──────── TASK INPUTS

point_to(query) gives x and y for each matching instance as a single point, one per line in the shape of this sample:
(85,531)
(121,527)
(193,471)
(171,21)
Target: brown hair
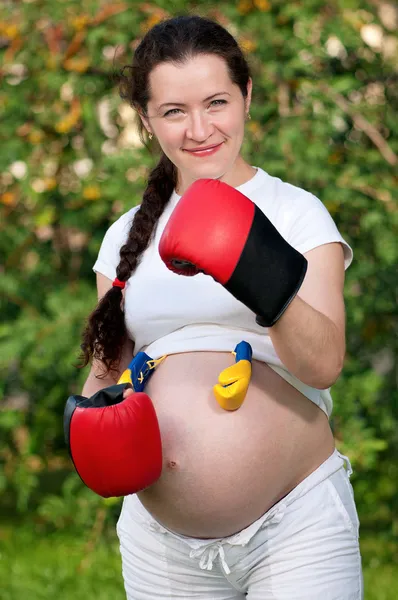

────────────────

§ **REQUIRED ACTION**
Type the entries again verbatim. Any pictures should be skipped.

§ **EXERCISE RESULT**
point_to(query) gives x and y for each matching instance as a single point, one per line in the shape of this sample:
(85,531)
(121,527)
(193,471)
(171,21)
Target: brown hair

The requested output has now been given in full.